Which certs to aquire?

broken73broken73 Member Posts: 7 ■□□□□□□□□□
This may seem like a pipe dream, but I know anything is possible. My ultimate goal is to work remotely from a sailboat via the internet in about 5+ years. I'm currently a DOD contractor and making the transition into the IT industry. I have three more certs to go for my MCSA.
My question is which IT field + certs would provide me the best opportunity to achieve my goal? I've heard database administrator, network admininistrator, and security. My experience to date revolves around 19 years of building and troubleshooting hardware and software as well as maintaining a home network. My current schedule is to finish Sec +, followed by CCNA then 640, 642, and 646 fo rmy MCSA. I'm leaning towards security, but am not sure. I just like working with computers and want a job working with computers remotely as in Mexico or from a sailboat. Any advice would be greatly appreciated.



  • cyberguyprcyberguypr Senior Member Mod Posts: 6,909 Mod
    I gotta say, most unusual goal I've seen here in a while.
  • linuxloverlinuxlover Banned Posts: 228
    The only remote positions I've heard about were in Support. If you want to work from a boat perhaps you should be looking at self-employment.
  • Asif DaslAsif Dasl Member Posts: 2,116 ■■■■■■■■□□
    Not sure how realistic a goal it is, A) boats are expensive B) you are in the water where there is little internet coverage and finally C) remote jobs don't pay as much as onsite jobs. But hey, you'd probably laugh off some of my goals too.

SET EXERCISE 1: According to the forum thread, how many years of experience has the original poster had building and troubleshooting hardware and software?
SET EXERCISE 2: Extract from the forum thread the passage that begins with the words containing "My question is" and ends with "in a while.", copying it word for word.

ENTRIES PROVIDED:
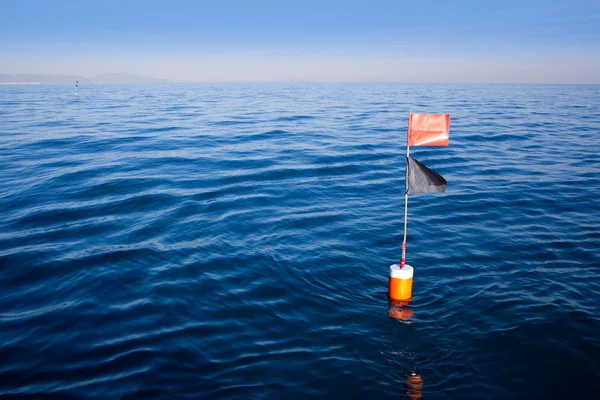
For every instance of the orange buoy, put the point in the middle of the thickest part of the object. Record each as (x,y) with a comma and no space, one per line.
(400,283)
(399,309)
(414,386)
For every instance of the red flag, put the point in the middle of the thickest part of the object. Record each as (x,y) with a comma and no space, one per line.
(428,129)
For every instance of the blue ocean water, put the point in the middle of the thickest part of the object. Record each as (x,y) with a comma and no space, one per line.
(233,241)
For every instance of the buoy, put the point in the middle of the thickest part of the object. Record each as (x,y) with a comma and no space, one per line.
(399,309)
(400,283)
(414,386)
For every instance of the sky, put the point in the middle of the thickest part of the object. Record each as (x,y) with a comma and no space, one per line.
(305,40)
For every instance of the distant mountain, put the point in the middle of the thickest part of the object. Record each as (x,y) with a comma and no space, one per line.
(53,79)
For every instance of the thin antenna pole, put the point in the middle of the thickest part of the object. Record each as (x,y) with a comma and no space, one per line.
(403,259)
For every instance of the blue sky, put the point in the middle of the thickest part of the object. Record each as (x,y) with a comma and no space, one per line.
(260,40)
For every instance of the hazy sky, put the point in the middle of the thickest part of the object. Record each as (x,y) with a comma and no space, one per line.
(263,40)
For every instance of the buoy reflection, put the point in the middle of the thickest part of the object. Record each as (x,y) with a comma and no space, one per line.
(399,309)
(414,386)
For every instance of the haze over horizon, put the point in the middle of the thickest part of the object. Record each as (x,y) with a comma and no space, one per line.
(382,40)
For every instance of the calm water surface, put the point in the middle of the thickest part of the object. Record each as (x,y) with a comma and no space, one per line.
(233,241)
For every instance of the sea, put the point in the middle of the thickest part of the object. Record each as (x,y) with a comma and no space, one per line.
(233,241)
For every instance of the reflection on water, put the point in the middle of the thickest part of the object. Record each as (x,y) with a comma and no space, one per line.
(413,382)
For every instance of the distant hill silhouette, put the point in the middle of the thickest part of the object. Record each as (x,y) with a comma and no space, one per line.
(53,79)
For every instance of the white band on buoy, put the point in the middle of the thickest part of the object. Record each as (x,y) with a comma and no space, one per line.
(401,273)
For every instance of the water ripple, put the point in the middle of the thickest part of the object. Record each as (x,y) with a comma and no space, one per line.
(233,240)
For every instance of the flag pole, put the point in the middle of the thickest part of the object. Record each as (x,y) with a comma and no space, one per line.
(403,259)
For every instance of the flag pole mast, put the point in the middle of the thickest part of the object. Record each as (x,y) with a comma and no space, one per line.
(403,259)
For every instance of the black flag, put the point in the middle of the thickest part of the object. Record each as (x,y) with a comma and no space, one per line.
(422,179)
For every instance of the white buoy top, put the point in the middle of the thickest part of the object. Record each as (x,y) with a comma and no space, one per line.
(401,273)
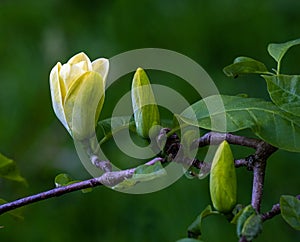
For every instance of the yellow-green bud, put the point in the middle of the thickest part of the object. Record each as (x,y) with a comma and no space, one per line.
(223,183)
(77,92)
(145,109)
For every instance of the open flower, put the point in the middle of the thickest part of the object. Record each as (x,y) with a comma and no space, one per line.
(77,92)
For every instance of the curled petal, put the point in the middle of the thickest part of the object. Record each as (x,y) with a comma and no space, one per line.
(58,92)
(81,57)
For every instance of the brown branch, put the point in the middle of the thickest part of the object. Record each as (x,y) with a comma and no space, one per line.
(273,212)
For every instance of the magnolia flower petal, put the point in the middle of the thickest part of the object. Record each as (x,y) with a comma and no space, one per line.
(58,91)
(81,57)
(101,66)
(82,104)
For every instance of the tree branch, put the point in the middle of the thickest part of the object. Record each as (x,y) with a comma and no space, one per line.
(109,179)
(273,212)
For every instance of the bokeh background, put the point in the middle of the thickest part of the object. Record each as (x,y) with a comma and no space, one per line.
(34,35)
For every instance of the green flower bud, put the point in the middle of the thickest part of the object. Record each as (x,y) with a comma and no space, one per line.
(77,92)
(223,183)
(145,110)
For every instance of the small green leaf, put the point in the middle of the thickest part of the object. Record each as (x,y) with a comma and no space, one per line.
(222,183)
(265,119)
(277,51)
(252,227)
(284,91)
(9,170)
(189,240)
(245,65)
(194,230)
(64,179)
(143,173)
(145,109)
(290,210)
(16,213)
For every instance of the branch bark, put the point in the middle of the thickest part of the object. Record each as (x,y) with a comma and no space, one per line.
(107,179)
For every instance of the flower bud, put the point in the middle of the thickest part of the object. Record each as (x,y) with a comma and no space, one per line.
(145,110)
(223,183)
(77,92)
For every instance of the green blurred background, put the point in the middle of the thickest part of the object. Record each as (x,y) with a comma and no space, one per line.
(34,35)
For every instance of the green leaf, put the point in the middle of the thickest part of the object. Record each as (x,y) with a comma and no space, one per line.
(277,51)
(290,210)
(194,230)
(9,170)
(16,213)
(64,179)
(245,65)
(143,173)
(145,109)
(284,91)
(252,227)
(189,240)
(265,119)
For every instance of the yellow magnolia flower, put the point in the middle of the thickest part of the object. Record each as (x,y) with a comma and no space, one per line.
(77,92)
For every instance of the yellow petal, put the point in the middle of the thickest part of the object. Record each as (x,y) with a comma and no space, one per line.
(58,91)
(101,66)
(82,102)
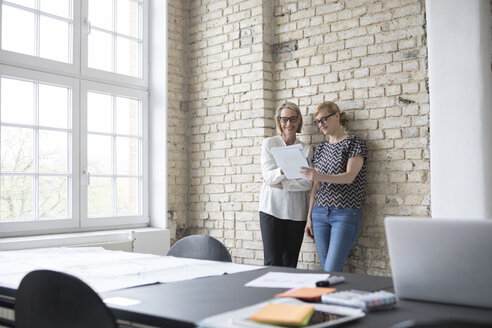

WRITTEN RESPONSE 1: 19 years.

WRITTEN RESPONSE 2:
My question is which IT field + certs would provide me the best opportunity to achieve my goal? I've heard database administrator, network admininistrator, and security. My experience to date revolves around 19 years of building and troubleshooting hardware and software as well as maintaining a home network. My current schedule is to finish Sec +, followed by CCNA then 640, 642, and 646 fo rmy MCSA. I'm leaning towards security, but am not sure. I just like working with computers and want a job working with computers remotely as in Mexico or from a sailboat. Any advice would be greatly appreciated.



  • cyberguyprcyberguypr Senior Member Mod Posts: 6,909 Mod
    I gotta say, most unusual goal I've seen here in a while.